### DATA SECTION ###
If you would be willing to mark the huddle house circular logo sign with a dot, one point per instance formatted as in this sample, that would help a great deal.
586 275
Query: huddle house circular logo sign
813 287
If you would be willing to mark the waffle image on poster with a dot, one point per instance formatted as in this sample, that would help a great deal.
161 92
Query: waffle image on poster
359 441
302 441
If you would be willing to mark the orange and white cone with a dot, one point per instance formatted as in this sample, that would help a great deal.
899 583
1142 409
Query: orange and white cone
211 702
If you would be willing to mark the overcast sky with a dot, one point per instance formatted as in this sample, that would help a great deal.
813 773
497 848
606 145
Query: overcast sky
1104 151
###
Can you rewrite the material above with every "Query" renamed to "Label" and everything else left unchanged?

◆ **SOLUTION TO THE EXERCISE**
If you would be willing to mark the huddle house circular logo sign with a dot, one point per instance formatted as in this sample, that would help a great deal.
586 275
Label: huddle house circular logo sign
813 287
If you would be willing to mark the waffle image on poster with a dot, one point per instance formatted as in this sample, that would help a great deal.
161 92
Label: waffle image on poster
359 441
302 441
If you would be willing to mark the orange and white cone with a dot, one point per instance formatted as in this sample, that would help a great deal.
899 583
1142 409
Label: orange and white cone
211 702
If you would be willing to mark the overcast sky with a dot, one point per instance formatted as in this sample, that would help a great deal.
813 773
497 848
606 145
Label: overcast sky
1104 151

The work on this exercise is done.